===== Data excerpts =====
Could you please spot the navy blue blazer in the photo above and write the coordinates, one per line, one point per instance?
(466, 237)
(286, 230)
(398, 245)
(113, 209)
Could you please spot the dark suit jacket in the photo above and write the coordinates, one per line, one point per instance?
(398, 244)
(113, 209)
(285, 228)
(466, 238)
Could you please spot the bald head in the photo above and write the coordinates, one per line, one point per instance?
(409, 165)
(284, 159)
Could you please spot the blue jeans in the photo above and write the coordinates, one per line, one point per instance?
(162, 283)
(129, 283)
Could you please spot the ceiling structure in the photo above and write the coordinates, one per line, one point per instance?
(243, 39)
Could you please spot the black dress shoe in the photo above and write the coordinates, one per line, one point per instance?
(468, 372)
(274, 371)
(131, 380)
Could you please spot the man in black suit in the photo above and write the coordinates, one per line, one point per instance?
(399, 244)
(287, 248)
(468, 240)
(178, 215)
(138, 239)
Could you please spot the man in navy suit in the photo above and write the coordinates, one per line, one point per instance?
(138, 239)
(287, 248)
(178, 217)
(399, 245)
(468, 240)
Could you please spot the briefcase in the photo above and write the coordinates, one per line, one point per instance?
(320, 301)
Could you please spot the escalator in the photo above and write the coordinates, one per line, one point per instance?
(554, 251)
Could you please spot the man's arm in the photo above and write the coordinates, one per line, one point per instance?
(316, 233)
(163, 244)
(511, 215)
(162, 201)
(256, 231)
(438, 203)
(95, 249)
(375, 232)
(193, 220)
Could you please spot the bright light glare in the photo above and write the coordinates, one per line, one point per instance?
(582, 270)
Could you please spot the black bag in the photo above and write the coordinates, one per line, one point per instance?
=====
▶ **What you will do**
Write out the lines above from the one containing "Could you please spot the briefcase" through the last, exactly as they are.

▶ **Complete response**
Could you please spot the briefcase in the photo above and write the coordinates, one per line, one point per instance?
(320, 301)
Could you please spot the escalator in the photo above and write the coordinates, one per line, one point per instance?
(554, 251)
Could you please spot the man's arm in the photo above and write the coordinates, one per line, one point per instance?
(316, 233)
(163, 244)
(511, 215)
(162, 201)
(256, 231)
(438, 203)
(95, 249)
(375, 232)
(193, 220)
Could you please spot the bright light glare in the photo above and write the coordinates, one per line, one point per instance?
(582, 270)
Could you please spot the black bag in the photo above and write the coordinates, one per line, one point per instance?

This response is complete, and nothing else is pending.